### TEXTO SELECCIONADO
********************

Convocar una Constituyente, si es que la manada simiesca se lo permite, solo para ponerla a debatir sobre la aprobación y ejecución de esos 8 puntos y las reformas sometidas a la aprobación del Congreso, sin modificar en nada el nervio central de la Constitución Política de 1.991 que es la intolerable concentración de la propiedad rural y urbana, es seguir en lo mismo, es hacer lo mismo que hizo la Constituyente pasada. Desde nuestro punto de vista, no es tan cierto que los Partidos tradicionales “se vieran forzados a aceptar el consenso para convocar la Constituyente” en 1.991. Creemos que fue al contrario. Los tradicionales sabían perfectamente que las fuerzas y organizaciones populares que estaban promoviendo la convocatoria, no tenían nada claro ni sabían qué era lo que iban a hacer en la Constituyente. Para ellos, era suficientemente claro que le podían echar mano a la convocatoria y manejarla, entre otras, porque en ese caso sí, tenían la urgencia de responder a exigencias internacionales de hacer la apertura democrática y de mercados, de abrirle el camino al modelo neoliberal. Es decir, fueron las fuerzas y organizaciones populares convocantes de la Constituyente, las que tuvieron que acogerse, aceptar y someterse “al consenso” de los señores que sí sabían qué era lo que iban a hacer en ella.

********************

### FILAS DE DATOS
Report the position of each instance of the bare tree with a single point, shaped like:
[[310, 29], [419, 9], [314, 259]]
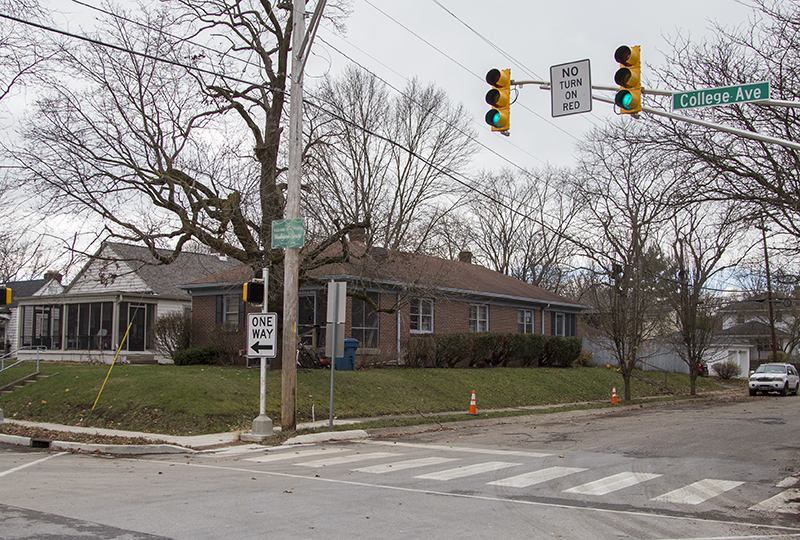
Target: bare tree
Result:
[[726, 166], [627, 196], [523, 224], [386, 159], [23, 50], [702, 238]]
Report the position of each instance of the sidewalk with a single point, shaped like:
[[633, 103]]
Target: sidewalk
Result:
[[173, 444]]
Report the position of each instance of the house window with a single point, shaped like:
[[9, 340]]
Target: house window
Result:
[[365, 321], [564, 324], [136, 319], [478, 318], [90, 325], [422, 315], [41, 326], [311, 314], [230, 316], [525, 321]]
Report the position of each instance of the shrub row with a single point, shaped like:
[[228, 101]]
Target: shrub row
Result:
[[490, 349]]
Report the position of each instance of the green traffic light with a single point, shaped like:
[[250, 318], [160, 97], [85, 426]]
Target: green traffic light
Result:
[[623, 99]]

********************

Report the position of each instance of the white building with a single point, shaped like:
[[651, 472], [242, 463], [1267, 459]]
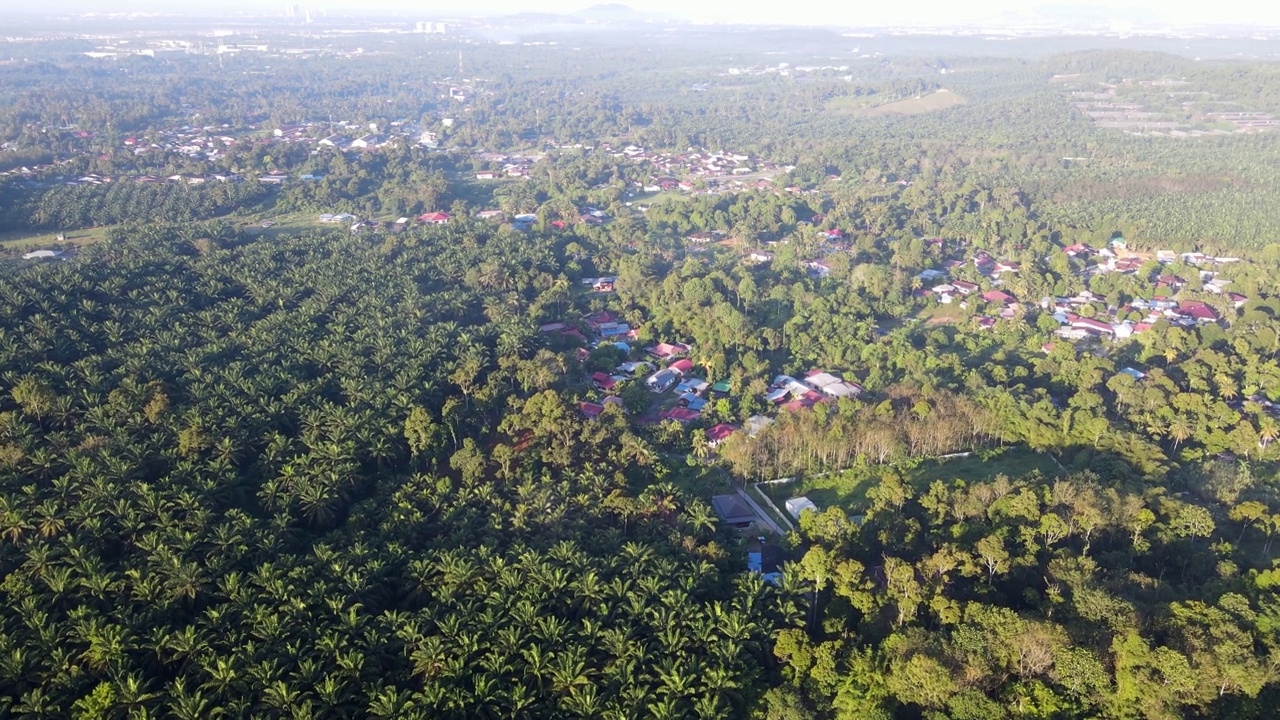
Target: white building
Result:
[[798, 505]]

********************

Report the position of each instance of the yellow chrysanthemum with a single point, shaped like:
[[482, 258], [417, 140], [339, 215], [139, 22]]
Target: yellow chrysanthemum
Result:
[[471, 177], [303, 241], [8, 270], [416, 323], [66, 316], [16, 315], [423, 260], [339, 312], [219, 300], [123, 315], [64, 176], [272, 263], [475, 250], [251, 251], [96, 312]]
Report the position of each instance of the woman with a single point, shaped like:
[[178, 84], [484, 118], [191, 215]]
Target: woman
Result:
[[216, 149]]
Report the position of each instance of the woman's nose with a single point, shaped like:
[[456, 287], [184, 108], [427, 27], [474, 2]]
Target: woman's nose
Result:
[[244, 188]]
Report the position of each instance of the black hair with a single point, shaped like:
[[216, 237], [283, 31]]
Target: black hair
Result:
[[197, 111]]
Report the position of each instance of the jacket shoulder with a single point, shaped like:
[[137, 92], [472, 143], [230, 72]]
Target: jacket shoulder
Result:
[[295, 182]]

********************

### TAREAS DEL EJERCICIO
(a) Enumera los verbos con que el texto sobre la Constituyente de 1.991 describe lo que tuvieron que hacer las fuerzas y organizaciones populares convocantes ante "el consenso".
(b) Prosigue el texto sobre la Constituyente de 1.991 a partir de su última oración.

### LAS RESPUESTAS
(a) acogerse, aceptar, someterse

(b)
En las condiciones en que se encuentra el Pacto Histórico y la misma Colombia Humana, no hay, no existe la fuerza política con la capacidad para convocar una Constituyente y que esta produzca los resultados que requiere el país. Por lo menos, algunos sectores de los tradicionales perciben claramente este hecho. Por eso, el señor Vargas Lleras ya lanzó el anzuelo. Saben que ni Petro ni lo que gira alrededor de él, están en capacidad de ir siquiera, un poco más allá de la Constituyente de 1.991. En este estado de cosas, convocar una Constituyente, si es que se logra el apoyo del elector, entraña un gran riesgo hasta para la misma derecha y ultraderecha, puesto que su rumbo y lo que resulte de allí, es totalmente incierto. Ese puede convertirse en un petardo que continúa estallando y dañándole los pies a muchos. En cierta medida, esa es la razón de la algarabía de la manada simiesca que instintivamente, intuye el peligro.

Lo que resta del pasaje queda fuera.